**La consigne**
Mettez sous forme de tableau Markdown les lignes des enregistrements, depuis celle qui contient « of the sandy » jusqu'à celle qui contient « x=304, y=66 » incluse, avec une colonne n pour le numéro de rang et une colonne Ligne pour le texte, sans les lignes vides.

-------- Enregistrements fournis

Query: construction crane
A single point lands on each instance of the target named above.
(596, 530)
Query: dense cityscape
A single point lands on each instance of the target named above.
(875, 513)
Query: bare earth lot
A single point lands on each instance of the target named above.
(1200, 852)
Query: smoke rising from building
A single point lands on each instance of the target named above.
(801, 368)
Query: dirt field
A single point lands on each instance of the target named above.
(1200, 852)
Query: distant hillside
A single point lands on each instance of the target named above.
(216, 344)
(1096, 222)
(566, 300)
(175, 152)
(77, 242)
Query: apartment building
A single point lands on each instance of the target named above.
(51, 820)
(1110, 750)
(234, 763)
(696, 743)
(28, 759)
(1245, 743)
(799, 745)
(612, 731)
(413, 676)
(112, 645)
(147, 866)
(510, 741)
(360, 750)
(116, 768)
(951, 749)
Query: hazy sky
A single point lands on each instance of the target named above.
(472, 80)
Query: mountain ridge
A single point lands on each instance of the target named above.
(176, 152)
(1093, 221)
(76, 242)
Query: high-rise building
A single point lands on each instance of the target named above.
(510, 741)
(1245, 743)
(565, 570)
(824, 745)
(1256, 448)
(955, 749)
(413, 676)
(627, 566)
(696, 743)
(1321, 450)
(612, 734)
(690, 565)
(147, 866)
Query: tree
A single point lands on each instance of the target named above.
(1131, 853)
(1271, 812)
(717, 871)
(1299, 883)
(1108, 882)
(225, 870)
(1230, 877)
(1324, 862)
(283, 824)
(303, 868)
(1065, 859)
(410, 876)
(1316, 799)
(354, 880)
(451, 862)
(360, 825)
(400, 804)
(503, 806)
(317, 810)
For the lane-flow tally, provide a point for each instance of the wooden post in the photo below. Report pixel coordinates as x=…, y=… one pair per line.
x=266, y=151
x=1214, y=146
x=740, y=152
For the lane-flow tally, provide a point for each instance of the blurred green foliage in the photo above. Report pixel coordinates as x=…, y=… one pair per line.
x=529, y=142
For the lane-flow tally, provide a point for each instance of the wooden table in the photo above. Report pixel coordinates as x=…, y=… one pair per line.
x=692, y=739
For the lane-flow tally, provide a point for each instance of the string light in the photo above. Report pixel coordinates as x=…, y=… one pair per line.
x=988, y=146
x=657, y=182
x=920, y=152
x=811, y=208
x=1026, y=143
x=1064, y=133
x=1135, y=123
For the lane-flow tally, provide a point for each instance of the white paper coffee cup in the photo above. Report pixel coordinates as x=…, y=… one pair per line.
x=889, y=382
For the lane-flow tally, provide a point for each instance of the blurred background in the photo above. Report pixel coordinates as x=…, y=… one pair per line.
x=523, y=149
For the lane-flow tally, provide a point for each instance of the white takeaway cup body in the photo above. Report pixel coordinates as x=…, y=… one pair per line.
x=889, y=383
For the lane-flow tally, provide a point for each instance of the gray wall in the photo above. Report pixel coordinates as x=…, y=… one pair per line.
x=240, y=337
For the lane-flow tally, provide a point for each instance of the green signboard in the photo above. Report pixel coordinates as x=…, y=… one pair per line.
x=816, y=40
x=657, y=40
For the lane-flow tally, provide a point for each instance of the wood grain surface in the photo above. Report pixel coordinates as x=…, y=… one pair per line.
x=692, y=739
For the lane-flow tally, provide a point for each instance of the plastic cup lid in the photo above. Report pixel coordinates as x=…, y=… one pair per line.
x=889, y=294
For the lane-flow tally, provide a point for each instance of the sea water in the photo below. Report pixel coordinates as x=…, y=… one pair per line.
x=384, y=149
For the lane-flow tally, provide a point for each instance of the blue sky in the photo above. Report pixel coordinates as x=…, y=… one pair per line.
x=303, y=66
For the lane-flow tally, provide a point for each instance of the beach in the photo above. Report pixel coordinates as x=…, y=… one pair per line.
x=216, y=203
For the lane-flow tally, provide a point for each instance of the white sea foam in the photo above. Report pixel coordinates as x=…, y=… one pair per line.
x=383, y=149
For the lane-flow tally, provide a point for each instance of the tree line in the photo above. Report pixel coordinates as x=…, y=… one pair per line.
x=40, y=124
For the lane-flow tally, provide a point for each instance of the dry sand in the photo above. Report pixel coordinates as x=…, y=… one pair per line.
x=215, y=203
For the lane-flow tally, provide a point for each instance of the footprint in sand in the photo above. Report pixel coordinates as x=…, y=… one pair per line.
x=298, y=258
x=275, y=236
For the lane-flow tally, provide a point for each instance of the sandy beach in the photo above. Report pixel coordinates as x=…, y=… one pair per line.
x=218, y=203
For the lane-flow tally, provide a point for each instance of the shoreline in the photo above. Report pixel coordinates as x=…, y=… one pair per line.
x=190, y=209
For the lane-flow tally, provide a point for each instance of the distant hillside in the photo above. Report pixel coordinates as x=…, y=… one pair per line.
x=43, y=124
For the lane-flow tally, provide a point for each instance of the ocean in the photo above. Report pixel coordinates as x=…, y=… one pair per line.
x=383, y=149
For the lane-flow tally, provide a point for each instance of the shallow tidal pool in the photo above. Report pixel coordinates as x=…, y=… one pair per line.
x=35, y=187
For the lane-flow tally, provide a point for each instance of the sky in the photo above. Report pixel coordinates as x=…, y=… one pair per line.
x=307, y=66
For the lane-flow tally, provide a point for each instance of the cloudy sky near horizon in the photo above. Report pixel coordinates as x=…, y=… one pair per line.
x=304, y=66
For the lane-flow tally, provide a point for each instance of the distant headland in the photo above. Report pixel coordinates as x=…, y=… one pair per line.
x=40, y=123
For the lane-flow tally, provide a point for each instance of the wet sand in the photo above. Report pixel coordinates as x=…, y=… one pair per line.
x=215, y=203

----------------

**Réponse**
| n | Ligne |
|---|---|
| 1 | For the lane-flow tally, provide a point for each instance of the sandy beach in the photo above. Report pixel coordinates as x=…, y=… one pair per line. |
| 2 | x=218, y=203 |
| 3 | For the lane-flow tally, provide a point for each instance of the shoreline in the photo above. Report pixel coordinates as x=…, y=… one pair per line. |
| 4 | x=190, y=209 |
| 5 | For the lane-flow tally, provide a point for each instance of the distant hillside in the photo above. Report pixel coordinates as x=…, y=… one pair per line. |
| 6 | x=43, y=124 |
| 7 | For the lane-flow tally, provide a point for each instance of the ocean in the photo above. Report pixel coordinates as x=…, y=… one pair per line. |
| 8 | x=383, y=149 |
| 9 | For the lane-flow tally, provide a point for each instance of the shallow tidal pool in the photo above. Report pixel coordinates as x=…, y=… one pair per line. |
| 10 | x=35, y=187 |
| 11 | For the lane-flow tally, provide a point for each instance of the sky in the photo above. Report pixel coordinates as x=…, y=… one pair per line. |
| 12 | x=307, y=66 |
| 13 | For the lane-flow tally, provide a point for each instance of the cloudy sky near horizon in the photo above. Report pixel coordinates as x=…, y=… one pair per line. |
| 14 | x=304, y=66 |